> What you need to do
Repeat the data verbatim.
┏━━
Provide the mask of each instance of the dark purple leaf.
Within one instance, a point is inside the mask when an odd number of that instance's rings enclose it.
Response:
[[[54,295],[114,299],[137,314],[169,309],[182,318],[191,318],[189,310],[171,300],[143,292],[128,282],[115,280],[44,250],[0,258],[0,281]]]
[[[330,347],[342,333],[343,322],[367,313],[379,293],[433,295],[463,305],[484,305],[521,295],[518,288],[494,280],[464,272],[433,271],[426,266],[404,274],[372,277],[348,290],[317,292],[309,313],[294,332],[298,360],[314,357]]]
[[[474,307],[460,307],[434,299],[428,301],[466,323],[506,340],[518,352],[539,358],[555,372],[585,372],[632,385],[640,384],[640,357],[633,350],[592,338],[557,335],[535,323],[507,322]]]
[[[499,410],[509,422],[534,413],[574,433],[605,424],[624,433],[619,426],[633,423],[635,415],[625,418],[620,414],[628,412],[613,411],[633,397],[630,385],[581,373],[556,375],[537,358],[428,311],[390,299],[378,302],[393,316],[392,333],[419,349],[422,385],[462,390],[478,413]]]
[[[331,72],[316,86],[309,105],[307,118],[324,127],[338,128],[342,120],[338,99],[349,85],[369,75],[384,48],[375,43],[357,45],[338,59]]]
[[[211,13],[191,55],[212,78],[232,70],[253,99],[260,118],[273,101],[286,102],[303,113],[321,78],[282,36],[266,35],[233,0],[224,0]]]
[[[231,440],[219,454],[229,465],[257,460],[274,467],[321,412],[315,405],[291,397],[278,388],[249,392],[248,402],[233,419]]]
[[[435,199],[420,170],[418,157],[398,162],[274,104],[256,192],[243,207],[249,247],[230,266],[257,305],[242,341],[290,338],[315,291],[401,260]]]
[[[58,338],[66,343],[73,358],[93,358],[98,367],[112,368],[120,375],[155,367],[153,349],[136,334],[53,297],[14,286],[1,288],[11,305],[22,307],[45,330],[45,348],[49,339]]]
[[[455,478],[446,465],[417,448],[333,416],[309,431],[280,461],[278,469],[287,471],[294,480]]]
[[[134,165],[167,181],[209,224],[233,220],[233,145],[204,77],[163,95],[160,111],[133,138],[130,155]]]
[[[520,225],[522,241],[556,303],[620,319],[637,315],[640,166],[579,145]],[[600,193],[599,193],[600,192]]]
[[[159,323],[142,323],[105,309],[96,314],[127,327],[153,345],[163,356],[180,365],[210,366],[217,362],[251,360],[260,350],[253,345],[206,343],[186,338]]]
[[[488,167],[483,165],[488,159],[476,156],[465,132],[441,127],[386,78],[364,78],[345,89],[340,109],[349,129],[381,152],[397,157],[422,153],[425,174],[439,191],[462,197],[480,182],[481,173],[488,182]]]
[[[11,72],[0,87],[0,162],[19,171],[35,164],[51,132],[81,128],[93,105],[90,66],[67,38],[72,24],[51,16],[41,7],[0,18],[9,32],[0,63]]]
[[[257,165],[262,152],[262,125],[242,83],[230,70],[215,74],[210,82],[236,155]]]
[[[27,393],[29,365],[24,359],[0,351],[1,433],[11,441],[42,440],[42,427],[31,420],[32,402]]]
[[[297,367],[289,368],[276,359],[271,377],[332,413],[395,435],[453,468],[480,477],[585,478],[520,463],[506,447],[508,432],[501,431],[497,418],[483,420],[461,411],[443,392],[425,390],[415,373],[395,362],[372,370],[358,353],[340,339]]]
┗━━
> Solution below
Provide the mask of each instance of the dark purple leaf.
Within one instance, a point is inside the mask when an odd number of that instance's rings enclose it.
Response:
[[[54,295],[114,299],[137,314],[169,309],[182,318],[191,318],[189,310],[171,300],[143,292],[128,282],[115,280],[44,250],[0,258],[0,281]]]
[[[330,347],[342,333],[343,322],[367,313],[379,293],[433,295],[463,305],[484,305],[521,295],[518,288],[494,280],[464,272],[433,271],[426,266],[404,274],[372,277],[348,290],[317,292],[309,313],[294,332],[298,360],[314,357]]]
[[[474,307],[460,307],[434,299],[428,301],[466,323],[506,340],[518,352],[539,358],[555,372],[585,372],[632,385],[640,384],[640,357],[633,350],[592,338],[557,335],[535,323],[507,322]]]
[[[499,410],[509,422],[534,413],[574,433],[605,424],[624,433],[619,426],[633,423],[635,415],[625,418],[620,414],[628,412],[613,411],[633,397],[630,385],[581,373],[556,375],[537,358],[428,311],[390,299],[378,302],[393,316],[392,333],[419,349],[422,385],[462,390],[478,413]]]
[[[331,72],[316,86],[309,105],[307,118],[324,127],[338,128],[342,120],[338,99],[349,85],[369,75],[384,48],[375,43],[357,45],[338,59]]]
[[[211,13],[191,55],[212,78],[232,70],[253,99],[260,118],[273,101],[286,102],[303,113],[321,78],[282,36],[266,35],[233,0],[224,0]]]
[[[231,440],[219,454],[229,465],[257,460],[274,467],[321,412],[315,405],[291,397],[278,388],[249,392],[248,402],[233,419]]]
[[[435,199],[420,170],[418,157],[398,162],[274,104],[256,192],[243,207],[249,247],[230,266],[257,305],[242,341],[290,338],[315,291],[401,260]]]
[[[58,338],[66,343],[73,358],[93,358],[98,367],[112,368],[120,375],[155,367],[153,349],[136,334],[53,297],[14,286],[1,288],[11,305],[22,307],[45,330],[45,348],[49,339]]]
[[[455,478],[446,465],[417,448],[333,416],[309,431],[280,461],[278,469],[287,471],[294,480]]]
[[[134,165],[167,181],[209,224],[233,220],[233,145],[204,77],[163,95],[160,111],[133,138],[130,155]]]
[[[520,225],[522,241],[556,303],[620,319],[637,315],[640,166],[579,145]],[[600,193],[599,193],[600,192]]]
[[[159,323],[142,323],[105,309],[96,314],[127,327],[153,345],[163,356],[180,365],[210,366],[217,362],[251,360],[260,350],[253,345],[206,343],[186,338]]]
[[[488,167],[483,165],[488,159],[476,156],[465,132],[441,127],[386,78],[364,78],[345,89],[340,109],[349,129],[381,152],[397,157],[422,153],[425,174],[439,191],[462,197],[480,182],[481,173],[488,182]]]
[[[11,72],[0,87],[0,162],[19,171],[35,164],[51,132],[81,128],[93,105],[90,66],[67,38],[72,24],[51,16],[41,7],[0,18],[9,32],[0,63]]]
[[[257,165],[262,152],[262,125],[242,83],[230,70],[215,74],[210,82],[236,155]]]
[[[27,393],[29,365],[24,359],[0,351],[1,433],[11,441],[42,440],[42,427],[31,420],[32,402]]]
[[[297,367],[289,368],[276,359],[271,377],[332,413],[395,435],[453,468],[480,477],[585,478],[520,463],[506,447],[508,432],[501,431],[497,418],[483,420],[461,411],[443,392],[425,390],[415,373],[395,362],[372,370],[358,353],[340,339]]]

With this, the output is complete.